Records supplied:
--- --- ---

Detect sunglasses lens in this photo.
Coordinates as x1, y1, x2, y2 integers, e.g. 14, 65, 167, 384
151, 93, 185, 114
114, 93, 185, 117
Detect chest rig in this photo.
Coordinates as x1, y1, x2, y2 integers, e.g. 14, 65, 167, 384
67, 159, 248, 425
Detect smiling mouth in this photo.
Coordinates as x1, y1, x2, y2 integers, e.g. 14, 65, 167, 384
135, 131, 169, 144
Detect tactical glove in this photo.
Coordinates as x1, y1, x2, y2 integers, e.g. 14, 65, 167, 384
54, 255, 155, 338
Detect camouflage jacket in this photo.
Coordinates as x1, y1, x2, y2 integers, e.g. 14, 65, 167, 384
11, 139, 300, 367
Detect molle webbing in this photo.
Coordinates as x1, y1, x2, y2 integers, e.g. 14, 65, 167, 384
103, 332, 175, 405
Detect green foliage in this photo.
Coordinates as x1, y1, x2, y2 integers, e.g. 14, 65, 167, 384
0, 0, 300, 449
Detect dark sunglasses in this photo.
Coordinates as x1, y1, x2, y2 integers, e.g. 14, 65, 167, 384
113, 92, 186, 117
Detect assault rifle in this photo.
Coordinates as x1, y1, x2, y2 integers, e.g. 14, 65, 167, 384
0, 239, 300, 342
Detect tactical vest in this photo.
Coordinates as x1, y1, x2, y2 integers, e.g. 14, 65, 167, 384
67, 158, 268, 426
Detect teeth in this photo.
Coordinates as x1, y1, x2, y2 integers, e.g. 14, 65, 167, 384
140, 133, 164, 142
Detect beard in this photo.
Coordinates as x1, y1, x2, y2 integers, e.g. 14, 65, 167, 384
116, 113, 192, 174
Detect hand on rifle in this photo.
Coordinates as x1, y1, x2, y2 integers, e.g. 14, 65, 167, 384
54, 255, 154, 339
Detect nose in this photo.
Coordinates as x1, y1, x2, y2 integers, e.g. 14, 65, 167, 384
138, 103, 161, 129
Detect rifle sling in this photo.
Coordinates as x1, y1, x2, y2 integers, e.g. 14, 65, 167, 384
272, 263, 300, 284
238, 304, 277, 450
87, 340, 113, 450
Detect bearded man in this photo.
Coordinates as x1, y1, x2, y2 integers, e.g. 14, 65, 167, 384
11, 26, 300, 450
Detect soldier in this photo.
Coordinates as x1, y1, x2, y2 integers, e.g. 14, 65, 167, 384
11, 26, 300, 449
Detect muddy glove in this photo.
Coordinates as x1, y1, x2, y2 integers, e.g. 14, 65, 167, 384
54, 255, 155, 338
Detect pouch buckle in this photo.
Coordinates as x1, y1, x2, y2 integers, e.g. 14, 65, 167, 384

--- --- ---

What is expected: Rewrite all of the records above, replacing every occurrence of "integers" with "whole numbers" and keeping everything else the same.

Reply to the exercise:
Detect sunglasses lens in this photo.
Coordinates as x1, y1, x2, y2 whole numbers, e.g. 14, 65, 167, 384
151, 93, 185, 114
114, 93, 185, 117
Detect chest rig in this photo.
Coordinates as x1, y1, x2, y2 whole numbers, e.g. 14, 65, 167, 384
67, 159, 248, 425
Detect smiling mouth in this photo.
Coordinates as x1, y1, x2, y2 whole numbers, e.g. 14, 65, 167, 384
135, 131, 169, 144
Detect tactical glove in this photo.
Coordinates as x1, y1, x2, y2 whole numbers, e.g. 14, 65, 167, 384
54, 255, 155, 338
Detect camouflage jacket in this photo.
Coordinates as x1, y1, x2, y2 whole numbers, e.g. 14, 65, 167, 384
11, 139, 300, 367
Detect molle webbing in this photo.
Coordinates as x1, y1, x2, y2 whole numbers, e.g. 14, 65, 167, 384
103, 332, 175, 405
Detect green foliage in this photo.
Coordinates as x1, y1, x2, y2 whole numbers, e.g. 14, 65, 167, 384
0, 0, 300, 449
Detect dark sunglasses in this photo.
Coordinates as x1, y1, x2, y2 whole numbers, e.g. 14, 65, 167, 384
113, 92, 186, 117
Detect assault rifle in this photo.
Coordinates as x1, y1, x2, y2 whole numbers, e.g. 14, 65, 167, 384
0, 239, 300, 342
Detect tactical vest in this photo.
Coordinates as x1, y1, x2, y2 whole numbers, e.g. 14, 65, 167, 384
67, 158, 268, 426
Detect teeth in this photo.
Coordinates as x1, y1, x2, y2 whole numbers, e.g. 14, 65, 167, 384
140, 133, 164, 142
Detect beard in this photo.
Coordinates as x1, y1, x2, y2 whole numbers, e.g. 14, 65, 167, 384
116, 113, 192, 174
Detect hand on rifle in this photo.
Coordinates as x1, y1, x2, y2 whole numbers, e.g. 14, 65, 167, 384
54, 255, 154, 339
Detect nose in this photo.
Coordinates as x1, y1, x2, y2 whole numbers, e.g. 14, 65, 167, 384
138, 103, 161, 129
Detect rifle sling in this photo.
Coordinates as x1, y1, x2, y2 whole numbers, e.g. 14, 65, 167, 384
272, 263, 300, 284
238, 304, 277, 450
87, 340, 113, 450
Detect bearded man in this photo.
Coordinates as x1, y1, x2, y2 whole numbers, e.g. 14, 65, 167, 384
11, 26, 300, 450
Detect soldier in this photo.
Coordinates as x1, y1, x2, y2 whole numbers, e.g. 14, 65, 167, 384
11, 26, 300, 449
Detect muddy glove in this photo.
Coordinates as x1, y1, x2, y2 whole numbers, e.g. 14, 65, 167, 384
54, 255, 155, 338
Detect pouch buckle in this photo.
Coordinates as x1, y1, x2, y2 whole numbers, e.g. 14, 65, 167, 384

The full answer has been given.